__PROBLEM DESCRIPTION__. Could you put the records below into a numbered list, one line per item, with blank lines dropped and the pictures left out?

__LISTING__.

○ ○ ○

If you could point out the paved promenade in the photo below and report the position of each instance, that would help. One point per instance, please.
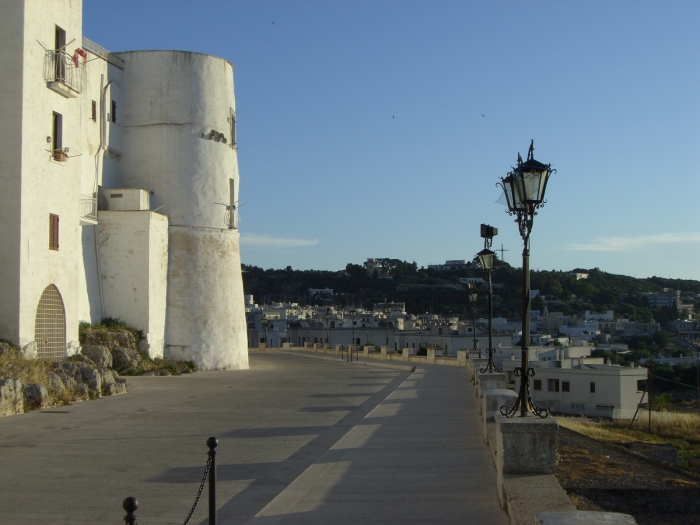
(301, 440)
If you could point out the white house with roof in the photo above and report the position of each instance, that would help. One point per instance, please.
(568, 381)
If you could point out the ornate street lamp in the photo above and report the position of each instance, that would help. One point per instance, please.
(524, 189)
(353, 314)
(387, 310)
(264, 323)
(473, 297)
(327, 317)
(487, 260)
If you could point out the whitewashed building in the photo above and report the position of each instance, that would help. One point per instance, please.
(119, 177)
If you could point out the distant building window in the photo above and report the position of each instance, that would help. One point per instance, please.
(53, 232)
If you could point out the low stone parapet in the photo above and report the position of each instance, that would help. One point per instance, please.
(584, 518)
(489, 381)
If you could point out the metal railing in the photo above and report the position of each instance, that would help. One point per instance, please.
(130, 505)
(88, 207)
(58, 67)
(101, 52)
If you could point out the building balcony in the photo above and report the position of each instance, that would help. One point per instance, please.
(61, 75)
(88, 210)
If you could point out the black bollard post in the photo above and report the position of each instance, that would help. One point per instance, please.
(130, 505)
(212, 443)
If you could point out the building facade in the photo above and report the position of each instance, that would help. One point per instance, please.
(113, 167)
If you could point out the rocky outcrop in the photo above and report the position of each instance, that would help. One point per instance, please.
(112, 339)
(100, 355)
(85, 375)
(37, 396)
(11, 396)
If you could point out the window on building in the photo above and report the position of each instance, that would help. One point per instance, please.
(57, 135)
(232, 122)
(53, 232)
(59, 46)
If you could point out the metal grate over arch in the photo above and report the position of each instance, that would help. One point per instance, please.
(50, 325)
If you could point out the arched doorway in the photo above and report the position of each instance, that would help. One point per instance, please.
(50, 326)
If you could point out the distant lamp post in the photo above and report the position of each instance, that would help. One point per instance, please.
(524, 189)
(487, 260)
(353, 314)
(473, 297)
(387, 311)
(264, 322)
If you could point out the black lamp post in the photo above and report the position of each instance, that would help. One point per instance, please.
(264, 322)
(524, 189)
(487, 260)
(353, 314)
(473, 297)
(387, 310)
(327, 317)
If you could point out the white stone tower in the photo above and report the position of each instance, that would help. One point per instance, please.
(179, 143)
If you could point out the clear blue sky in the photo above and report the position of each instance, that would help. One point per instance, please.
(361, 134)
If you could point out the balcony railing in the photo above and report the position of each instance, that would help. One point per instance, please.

○ ○ ○

__OUTPUT__.
1. If you could point out the paved promenade in the photo below and report the position of each instance, that would help. One point per instance, please.
2. (301, 440)
3. If you could point out the white house with roof in the photo above and report the position of each instance, that would help. One point per instance, please.
4. (568, 381)
5. If you could point out the ornate street lamp in the photo above and report the position of each instance, that would help. One point per instance, please.
6. (524, 189)
7. (353, 314)
8. (387, 310)
9. (264, 323)
10. (473, 297)
11. (327, 317)
12. (487, 260)
13. If you could point out the whitewashed building in the photo above and report the position of each instance, that would help. One point per instance, please.
14. (119, 177)
15. If you could point out the distant building window in the photo above and report the position of each instance, that would help. One point per instance, please.
16. (53, 232)
17. If you could point out the low stone parapet in the photo above and report the position of each instance, that would help. One point per instance, please.
18. (584, 518)
19. (489, 381)
20. If you could point out the metal railing in the photo above and report the position of each instance, that would help. One point per instance, please.
21. (130, 505)
22. (88, 207)
23. (58, 67)
24. (101, 52)
25. If you could point out the building balcony in the photo above and report the position of each instance, that would help. One point per instance, please.
26. (61, 75)
27. (88, 210)
28. If you could point out the black bollard post in the photo above and report the position of each instance, that would help. One point per instance, please.
29. (130, 505)
30. (212, 443)
31. If you could point out the building facade in the photo above and report the position of each instance, that would help. One point per instance, please.
32. (113, 167)
33. If you could point out the rocky outcrop in the photo above and report the position of each instance, that would help. One point per instance, please.
34. (112, 339)
35. (100, 355)
36. (85, 375)
37. (37, 396)
38. (11, 396)
39. If you could point out the window on building in the photo above and report the position of each instance, that would help. One point per instance, please.
40. (57, 135)
41. (232, 122)
42. (53, 232)
43. (59, 46)
44. If you could point out the metal grate over arch in the photo above and report the position of each instance, that would help. One point per instance, please.
45. (50, 325)
46. If you could point out the arched doorway in the photo above and report the position of each instance, that would help. One point per instance, please.
47. (50, 326)
48. If you could point out the distant lamp post in the photo above and report the position of each instance, that would help. One point per instance, please.
49. (524, 189)
50. (487, 260)
51. (353, 314)
52. (473, 297)
53. (387, 311)
54. (264, 322)
55. If you could point out the black lamp post in the photo above and report the position of each instance, that would help. One point per instance, please.
56. (264, 322)
57. (524, 189)
58. (487, 260)
59. (353, 314)
60. (473, 297)
61. (387, 310)
62. (327, 317)
63. If you could point out the white stone tower in the photo above and report the position of each instance, that would help. One point per instance, please.
64. (179, 143)
65. If you could point out the clear blue sky in the photo above and report the position of each instance, that would help. One point per instance, please.
66. (361, 134)
67. If you could point out the balcony railing in the photo above and report the position of each instance, that would help. One point per instance, please.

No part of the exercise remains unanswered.